START Source material
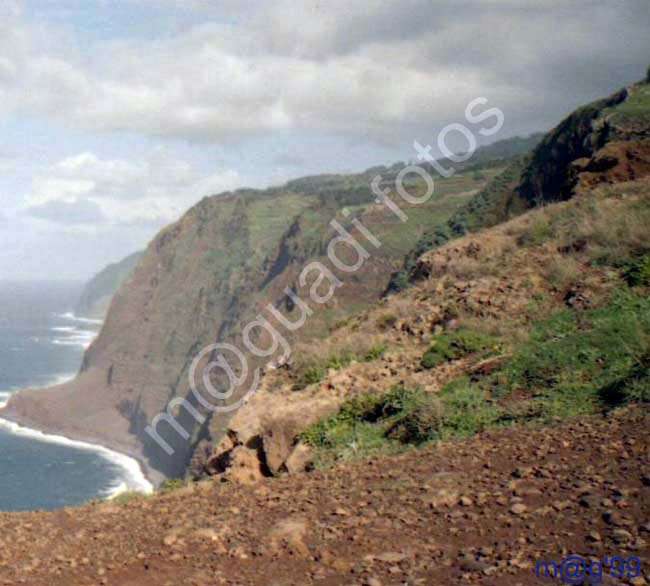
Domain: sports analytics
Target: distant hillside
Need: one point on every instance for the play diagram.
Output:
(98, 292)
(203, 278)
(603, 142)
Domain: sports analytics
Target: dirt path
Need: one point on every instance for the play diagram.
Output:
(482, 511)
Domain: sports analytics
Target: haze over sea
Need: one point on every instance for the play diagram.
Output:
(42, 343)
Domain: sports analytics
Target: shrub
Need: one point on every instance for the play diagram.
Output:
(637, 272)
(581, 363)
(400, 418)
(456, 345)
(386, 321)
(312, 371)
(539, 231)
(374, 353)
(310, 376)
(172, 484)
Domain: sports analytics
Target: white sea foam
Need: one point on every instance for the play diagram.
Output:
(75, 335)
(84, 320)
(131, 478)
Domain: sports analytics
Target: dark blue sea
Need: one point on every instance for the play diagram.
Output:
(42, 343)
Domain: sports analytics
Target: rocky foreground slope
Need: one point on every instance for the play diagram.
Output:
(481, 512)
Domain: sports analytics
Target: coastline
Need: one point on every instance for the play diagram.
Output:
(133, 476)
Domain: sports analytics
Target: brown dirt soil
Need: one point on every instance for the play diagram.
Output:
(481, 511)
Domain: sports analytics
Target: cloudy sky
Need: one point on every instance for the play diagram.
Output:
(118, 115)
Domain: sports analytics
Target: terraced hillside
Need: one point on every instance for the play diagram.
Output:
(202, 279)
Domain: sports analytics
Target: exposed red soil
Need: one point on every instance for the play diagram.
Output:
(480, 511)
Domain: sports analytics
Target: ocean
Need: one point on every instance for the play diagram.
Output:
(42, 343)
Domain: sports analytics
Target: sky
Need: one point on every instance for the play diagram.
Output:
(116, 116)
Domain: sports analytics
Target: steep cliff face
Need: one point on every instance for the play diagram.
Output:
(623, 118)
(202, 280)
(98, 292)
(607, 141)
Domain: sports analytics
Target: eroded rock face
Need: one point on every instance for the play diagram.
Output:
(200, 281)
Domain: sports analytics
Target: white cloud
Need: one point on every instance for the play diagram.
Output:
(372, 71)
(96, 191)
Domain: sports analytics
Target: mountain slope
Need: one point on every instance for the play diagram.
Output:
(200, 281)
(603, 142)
END Source material
--- Problem description ---
For the word "hillside", find every line in the data that holds it and copy that line.

--- Output for this task ---
Target: distant hillside
Target: terraced hillside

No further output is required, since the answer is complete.